Problem description
Reproduce the data below word for word, keeping every line in the same order and changing nothing.

§

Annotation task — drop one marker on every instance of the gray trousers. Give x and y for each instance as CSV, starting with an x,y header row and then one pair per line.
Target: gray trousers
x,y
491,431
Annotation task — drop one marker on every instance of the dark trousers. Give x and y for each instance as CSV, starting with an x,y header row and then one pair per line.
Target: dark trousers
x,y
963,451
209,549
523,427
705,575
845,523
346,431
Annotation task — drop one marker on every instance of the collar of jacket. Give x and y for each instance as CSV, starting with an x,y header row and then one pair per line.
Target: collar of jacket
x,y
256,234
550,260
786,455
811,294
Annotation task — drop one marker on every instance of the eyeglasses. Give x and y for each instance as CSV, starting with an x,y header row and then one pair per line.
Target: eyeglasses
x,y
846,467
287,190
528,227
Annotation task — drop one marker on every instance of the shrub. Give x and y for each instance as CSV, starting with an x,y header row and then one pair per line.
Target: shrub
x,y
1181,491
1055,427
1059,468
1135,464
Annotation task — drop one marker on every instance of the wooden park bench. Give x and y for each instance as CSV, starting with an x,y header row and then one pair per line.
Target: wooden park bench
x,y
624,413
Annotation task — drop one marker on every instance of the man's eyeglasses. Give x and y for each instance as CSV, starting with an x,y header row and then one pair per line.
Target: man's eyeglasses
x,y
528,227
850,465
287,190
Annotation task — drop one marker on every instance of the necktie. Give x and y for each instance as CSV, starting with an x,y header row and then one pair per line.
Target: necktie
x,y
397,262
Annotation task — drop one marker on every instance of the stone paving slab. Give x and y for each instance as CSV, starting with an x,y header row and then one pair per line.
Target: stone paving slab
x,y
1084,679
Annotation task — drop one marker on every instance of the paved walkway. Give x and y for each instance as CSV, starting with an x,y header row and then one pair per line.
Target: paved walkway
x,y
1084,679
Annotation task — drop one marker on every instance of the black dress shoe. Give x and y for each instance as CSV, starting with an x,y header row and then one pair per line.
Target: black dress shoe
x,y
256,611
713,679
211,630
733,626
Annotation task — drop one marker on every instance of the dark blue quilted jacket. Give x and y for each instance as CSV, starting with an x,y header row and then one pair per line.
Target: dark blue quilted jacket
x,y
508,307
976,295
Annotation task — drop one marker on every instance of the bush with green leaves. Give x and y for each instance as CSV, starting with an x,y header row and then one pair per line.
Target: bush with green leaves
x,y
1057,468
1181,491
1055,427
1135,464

§

Expected answer
Annotation task — drop one marker on every instance of the gray trousers. Give x and y for each instance as CSV, starting with an x,y header row and then one pair per line.
Target: gray trousers
x,y
491,431
Annotation task — drop one marker on every instance of the dark trousers. Give x and y for each instance as CSV, starting with an x,y header row and then one pair per line.
Target: dark trousers
x,y
963,451
209,549
523,427
705,575
845,523
346,431
Annotation task — drop one marker on every instance of the collar of jacket. Give x and y for each instance as CSV, starting with an x,y header row and then one pair per line.
Target: collar of jacket
x,y
256,234
550,260
786,455
811,294
Annotation task — drop one marker on every instance of the eyeglasses. Give x and y for each instance as CSV, starting with an x,y header row and then one pair per line.
Target: eyeglasses
x,y
846,467
287,190
528,227
Annotation task — drop one marker on every instance of the shrub. Give x and y for each instance as CSV, starting with an x,y header row and then one pair per line.
Target: shrub
x,y
1181,491
1055,427
1059,468
1135,464
Annotation task — drop one marker on every instance of the wooden park bench. Give x and y for each instance as CSV, starting with an x,y header row and then one pair per line.
Target: wooden park bench
x,y
624,413
Annotation task — drop one marker on every instance of the man's eyeglasses. Give x and y for each instance as CSV, starting with an x,y header row and then one pair per line.
Target: man's eyeglasses
x,y
528,227
850,465
287,190
Annotation task — drop one marker on every instance of the necktie. Give x and y for each instance as CSV, starting with an x,y header row and then one pair per line.
Target: necktie
x,y
397,262
Annotation task — drop one marker on every instance of the stone paving slab. Give x and y for each instance as CSV, starting with an x,y header row and then one pair per line.
Target: stone paving slab
x,y
1084,679
Annotation task — drop one marker on every instance of the paved walkway. Give x and y for each instance as CSV, starting with an x,y header row and then one pair per line.
Target: paved walkway
x,y
1084,679
Annotation task — drop one marker on every instance of the black dress shoe. Give x and y for each instance as CSV, starting with an x,y header row and then one pair per line.
Target: black dress shoe
x,y
256,611
713,679
211,630
733,626
Annotation task — drop one marker on every instance of the dark blue quilted jacket. Give x and y for each instance as CSV, starting with an x,y header row and then one pair per line.
Target: dark blue quilted jacket
x,y
508,307
976,295
Annotation task — drop one marker on every instance of the bush with green leaves. Give x and y for each instance as CSV, starting with an x,y header row and then one pair per line.
Target: bush with green leaves
x,y
1057,468
1181,491
1055,427
1135,464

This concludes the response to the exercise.